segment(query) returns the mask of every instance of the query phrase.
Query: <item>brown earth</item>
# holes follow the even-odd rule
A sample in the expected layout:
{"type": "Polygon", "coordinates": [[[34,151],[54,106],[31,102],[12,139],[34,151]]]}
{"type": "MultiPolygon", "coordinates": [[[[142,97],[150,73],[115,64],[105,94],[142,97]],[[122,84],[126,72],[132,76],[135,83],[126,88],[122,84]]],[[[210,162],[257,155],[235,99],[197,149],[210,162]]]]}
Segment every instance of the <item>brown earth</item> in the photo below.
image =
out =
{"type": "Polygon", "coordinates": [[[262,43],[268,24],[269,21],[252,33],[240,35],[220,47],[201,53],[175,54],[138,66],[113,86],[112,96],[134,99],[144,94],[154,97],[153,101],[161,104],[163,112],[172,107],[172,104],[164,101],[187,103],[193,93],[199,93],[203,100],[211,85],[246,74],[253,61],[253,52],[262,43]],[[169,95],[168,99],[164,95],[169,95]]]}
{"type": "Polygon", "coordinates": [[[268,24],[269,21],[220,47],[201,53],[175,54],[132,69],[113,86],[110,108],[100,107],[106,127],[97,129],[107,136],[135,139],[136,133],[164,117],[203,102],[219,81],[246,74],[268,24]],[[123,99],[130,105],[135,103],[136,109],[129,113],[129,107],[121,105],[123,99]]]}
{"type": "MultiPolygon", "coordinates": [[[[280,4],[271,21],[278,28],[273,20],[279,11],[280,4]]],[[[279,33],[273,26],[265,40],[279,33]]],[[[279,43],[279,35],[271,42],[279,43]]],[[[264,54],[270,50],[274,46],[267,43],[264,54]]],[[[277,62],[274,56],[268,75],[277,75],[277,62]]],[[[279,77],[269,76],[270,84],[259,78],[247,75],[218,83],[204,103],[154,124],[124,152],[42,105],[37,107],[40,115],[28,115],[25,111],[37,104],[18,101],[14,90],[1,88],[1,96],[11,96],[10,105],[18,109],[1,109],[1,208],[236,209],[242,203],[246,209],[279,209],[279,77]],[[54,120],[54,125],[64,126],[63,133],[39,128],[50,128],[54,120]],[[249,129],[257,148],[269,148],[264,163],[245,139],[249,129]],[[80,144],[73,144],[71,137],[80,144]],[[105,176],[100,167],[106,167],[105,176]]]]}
■ ■ ■
- [Aim of the exercise]: Copy out the material, keeping every line exactly as it is.

- [Result below]:
segment(query) returns the mask of every instance of the query phrase.
Query: <item>brown earth</item>
# holes follow the even-odd rule
A sample in the expected layout:
{"type": "Polygon", "coordinates": [[[34,151],[54,106],[31,102],[12,139],[34,151]]]}
{"type": "MultiPolygon", "coordinates": [[[[142,97],[150,73],[115,64],[105,94],[142,97]],[[122,84],[126,72],[132,76],[135,83],[126,88],[122,84]]],[[[210,162],[257,155],[235,99],[197,149],[210,162]]]]}
Segment every instance of the <item>brown earth</item> in the photo below.
image =
out =
{"type": "Polygon", "coordinates": [[[262,43],[268,24],[269,21],[252,33],[240,35],[220,47],[201,53],[175,54],[138,66],[113,86],[112,96],[134,99],[144,94],[154,97],[153,101],[161,104],[163,112],[172,107],[172,104],[164,101],[187,103],[193,93],[199,93],[203,100],[211,85],[246,74],[253,61],[253,52],[262,43]],[[169,95],[168,99],[164,95],[169,95]]]}
{"type": "Polygon", "coordinates": [[[268,24],[269,21],[220,47],[201,53],[175,54],[132,69],[113,86],[110,108],[100,107],[106,127],[97,129],[107,136],[135,139],[136,133],[164,117],[203,102],[219,81],[246,74],[268,24]],[[123,99],[130,105],[135,103],[136,109],[129,113],[129,107],[121,105],[123,99]]]}
{"type": "MultiPolygon", "coordinates": [[[[280,4],[271,21],[278,28],[273,20],[279,11],[280,4]]],[[[279,33],[273,26],[265,40],[279,33]]],[[[279,43],[279,35],[271,42],[279,43]]],[[[264,54],[270,50],[274,46],[267,43],[264,54]]],[[[277,62],[274,56],[268,75],[277,75],[277,62]]],[[[279,77],[269,76],[270,84],[259,78],[247,75],[218,83],[204,103],[154,124],[124,152],[42,105],[37,107],[40,115],[28,115],[25,111],[37,104],[18,101],[14,90],[1,88],[1,96],[11,96],[10,105],[18,109],[1,109],[1,208],[236,209],[242,203],[246,209],[279,209],[279,77]],[[54,120],[54,125],[64,126],[63,133],[39,128],[50,128],[54,120]],[[249,129],[257,148],[269,148],[264,163],[245,139],[249,129]],[[80,144],[73,144],[71,137],[80,144]],[[105,176],[100,167],[106,167],[105,176]]]]}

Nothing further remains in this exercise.